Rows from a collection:
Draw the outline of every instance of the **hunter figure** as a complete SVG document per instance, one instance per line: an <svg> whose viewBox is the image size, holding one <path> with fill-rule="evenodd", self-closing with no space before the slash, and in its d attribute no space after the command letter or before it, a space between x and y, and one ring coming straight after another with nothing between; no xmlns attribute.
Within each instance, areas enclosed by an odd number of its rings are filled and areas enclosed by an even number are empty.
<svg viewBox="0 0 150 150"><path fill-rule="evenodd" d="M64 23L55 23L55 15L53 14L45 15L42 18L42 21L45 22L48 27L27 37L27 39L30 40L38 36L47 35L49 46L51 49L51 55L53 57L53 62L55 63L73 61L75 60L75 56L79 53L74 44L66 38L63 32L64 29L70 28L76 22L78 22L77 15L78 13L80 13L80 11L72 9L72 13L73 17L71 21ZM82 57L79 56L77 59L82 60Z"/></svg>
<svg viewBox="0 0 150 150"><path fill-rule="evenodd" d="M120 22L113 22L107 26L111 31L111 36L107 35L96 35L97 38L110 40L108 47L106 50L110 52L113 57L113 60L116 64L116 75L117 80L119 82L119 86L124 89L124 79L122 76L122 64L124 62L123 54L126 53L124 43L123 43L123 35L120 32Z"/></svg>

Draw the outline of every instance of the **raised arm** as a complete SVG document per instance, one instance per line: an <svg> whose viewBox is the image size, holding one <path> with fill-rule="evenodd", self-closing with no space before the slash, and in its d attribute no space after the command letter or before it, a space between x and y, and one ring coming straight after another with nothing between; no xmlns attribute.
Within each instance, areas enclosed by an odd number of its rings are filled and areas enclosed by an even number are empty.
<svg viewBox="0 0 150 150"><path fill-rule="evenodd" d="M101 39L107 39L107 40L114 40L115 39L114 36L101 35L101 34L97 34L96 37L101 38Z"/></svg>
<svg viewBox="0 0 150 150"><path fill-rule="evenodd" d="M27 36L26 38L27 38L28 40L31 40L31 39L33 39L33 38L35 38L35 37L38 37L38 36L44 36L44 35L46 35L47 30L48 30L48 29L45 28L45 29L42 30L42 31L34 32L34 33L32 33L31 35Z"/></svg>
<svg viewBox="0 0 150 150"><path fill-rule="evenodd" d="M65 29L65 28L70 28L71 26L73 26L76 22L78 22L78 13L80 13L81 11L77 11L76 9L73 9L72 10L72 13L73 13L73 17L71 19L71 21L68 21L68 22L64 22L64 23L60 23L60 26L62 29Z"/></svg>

REQUIRED WORK:
Output every line of the rows above as a JSON list of strings, with one string per line and blank lines omitted.

RESPONSE:
[
  "Draw the outline of every instance of the **hunter figure** as a complete SVG document per instance, one instance per line: an <svg> whose viewBox is the image size, holding one <path> with fill-rule=\"evenodd\", self-closing with no space before the slash, and in its d attribute no space after the command letter or before it, a space between x and y, and one ring coming straight after another with nothing between; no xmlns attribute.",
  "Within each instance, areas enclosed by an odd number of its rings are filled and areas enclosed by an even number are empty.",
  "<svg viewBox=\"0 0 150 150\"><path fill-rule=\"evenodd\" d=\"M64 23L55 23L55 15L53 14L45 15L42 18L42 21L45 22L48 27L27 37L27 39L30 40L38 36L47 35L49 46L51 49L51 55L53 57L53 62L55 63L73 61L75 60L75 56L79 53L74 44L66 38L63 32L64 29L70 28L76 22L78 22L77 15L78 13L80 13L80 11L72 9L72 13L73 17L71 21ZM82 57L79 56L77 59L82 60Z\"/></svg>",
  "<svg viewBox=\"0 0 150 150\"><path fill-rule=\"evenodd\" d=\"M120 22L113 22L107 26L111 31L111 36L107 35L96 35L97 38L110 40L108 47L106 50L110 52L113 57L113 60L116 64L116 75L117 80L119 82L119 86L124 89L124 79L122 76L122 64L124 62L123 54L126 53L124 43L123 43L123 35L120 32Z\"/></svg>",
  "Draw the outline of every instance of the **raised arm** as a complete SVG document per instance, one instance per line: an <svg> whose viewBox is the image size, holding one <path> with fill-rule=\"evenodd\", self-closing with no space before the slash, and in its d attribute no space after the command letter or before it, a space between x and y, and one ring coming straight after another with nothing between; no xmlns attribute.",
  "Within each instance, areas enclosed by an odd number of its rings are filled and areas enclosed by an even number are empty.",
  "<svg viewBox=\"0 0 150 150\"><path fill-rule=\"evenodd\" d=\"M101 39L107 39L107 40L114 40L115 39L114 36L101 35L101 34L97 34L96 37L101 38Z\"/></svg>",
  "<svg viewBox=\"0 0 150 150\"><path fill-rule=\"evenodd\" d=\"M27 36L26 38L27 38L28 40L31 40L31 39L33 39L33 38L35 38L35 37L38 37L38 36L44 36L44 35L46 35L47 30L48 30L48 29L45 28L45 29L42 30L42 31L34 32L34 33L32 33L31 35Z\"/></svg>",
  "<svg viewBox=\"0 0 150 150\"><path fill-rule=\"evenodd\" d=\"M65 29L65 28L70 28L71 26L73 26L76 22L78 22L78 13L80 13L81 11L77 11L76 9L73 9L72 10L72 13L73 13L73 17L71 19L71 21L68 21L68 22L64 22L64 23L60 23L60 26L62 29Z\"/></svg>"
]